→ **Consigne 1**
D'après le texte sur l'aumône, qui est tenu à restitution ?

→ **Texte**
☆ ☆ ☆ ☆ ☆

3. Il faut répondre au troisième, que l'aumône étant une oeuvre de miséricorde, comme on n'exerce pas de miséricorde proprement dite envers soi-même, mais par analogie, comme nous l'avons dit (quest. xxx, art. 1); de même, à proprement parler, personne ne se fait l'aumône, sinon par l'intermédiaire d'une autre personne. Par exemple, quand quelqu'un est chargé par un autre de distribuer des aumônes, il peut en prendre pour lui, s'il est dans le besoin, au même titre qu'il les donne aux autres (1).

(I) Mais cette application de l'aumône à soi-même est une chose très-délicate, parce qu'on peut se faire illusion sur ses propres besoins, et que d'ailleurs on pourrait détourner l'intention du donateur. Nous ferons aussi observer qu'on ne doit pas faire l'aumône aux pauvres qui mendient par paresse ou qui en font un métier, et que celui qui reçoit des aumônes sans être réellement dans le besoin est tenu à restitution. C'est ce qu'exprime le catéchisme du concile de Trente (part. III, in sept, proecept. Decal. n° 7).


ARTICLE X. — doit-on donner beaucoup quand on fait l'aumône?


Objections: 1. Il semble qu'on ne doive pas faire l'aumône largement. Car on doit faire l'aumône surtout aux personnes avec lesquelles on est le plus uni. Or, on ne doit pas leur donner de manière à les rendre plus riches que soi, comme l'observe saint Ambroise (De offic. lib. i, cap. 30). On ne doit donc pas donner aux autres avec abondance.

2. Saint Ambroise dit (loc. cit.) qu'on ne doit pas verser tout à la fois toutes ses richesses, mais qu'on doit les distribuer. Or, l'abondance des aumônes conduirait à répandre sans mesure les richesses qu'on possède. On ne doit donc pas faire l'aumône de la sorte.

3. Saint Paul dit (2Co 8,13) : Je n'entends pas que les autres soient soulagés, c'est-à-dire qu'ils vivent dans l'oisiveté à vos dépens, tandis que vous serez surchargés, c'est-à-dire pauvres. Or, il en serait ainsi si on donnait l'aumône avec abondance. On ne doit donc pas ainsi la faire.

En sens contraire Mais c'est le contraire. Il est dit (Tb 4,9) : Si vous avez beaucoup, donnez beaucoup.

CONCLUSION. — Il est louable de faire l'aumône abondamment quand l'indigence de celui qui la reçoit l'exige, et que d'ailleurs on a le moyen de la faire ; mais c'est une faute de donner beaucoup de telle sorte que celui qui reçoit ait du superflu.

☆ ☆ ☆ ☆ ☆

→ **Données fournies**
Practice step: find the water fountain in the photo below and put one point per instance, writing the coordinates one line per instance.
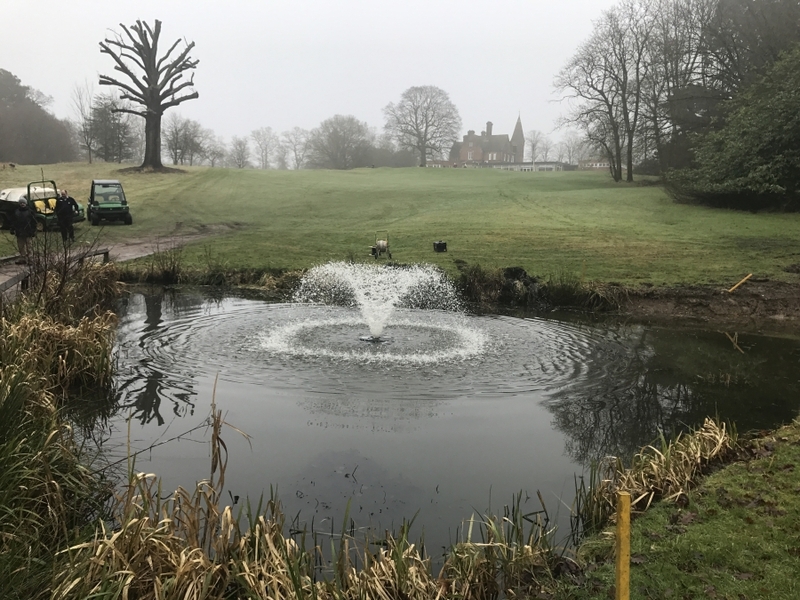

☆ ☆ ☆ ☆ ☆

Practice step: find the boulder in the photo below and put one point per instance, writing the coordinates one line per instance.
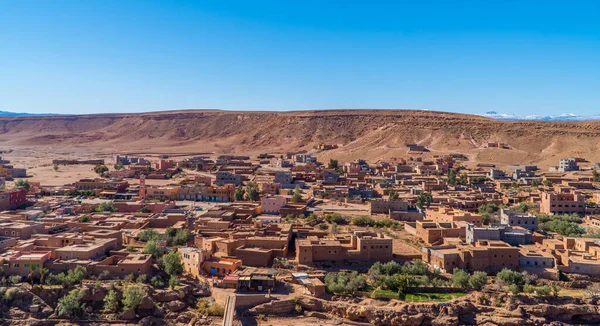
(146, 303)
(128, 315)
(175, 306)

☆ ☆ ☆ ☆ ☆

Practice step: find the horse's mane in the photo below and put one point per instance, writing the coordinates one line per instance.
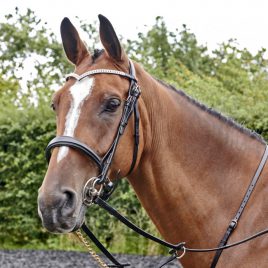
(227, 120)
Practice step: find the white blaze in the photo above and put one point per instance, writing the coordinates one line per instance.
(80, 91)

☆ ☆ ☆ ☆ ☆

→ **Consigne 2**
Relevez chaque ligne des entrées contenant la chaîne « mane », en tenant compte de la casse.

→ **Réponse rédigée 1**
Celui qui reçoit des aumônes sans être réellement dans le besoin.

→ **Réponse rédigée 2**
Practice step: find the horse's mane in the photo below and put one point per instance, writing the coordinates one line per instance.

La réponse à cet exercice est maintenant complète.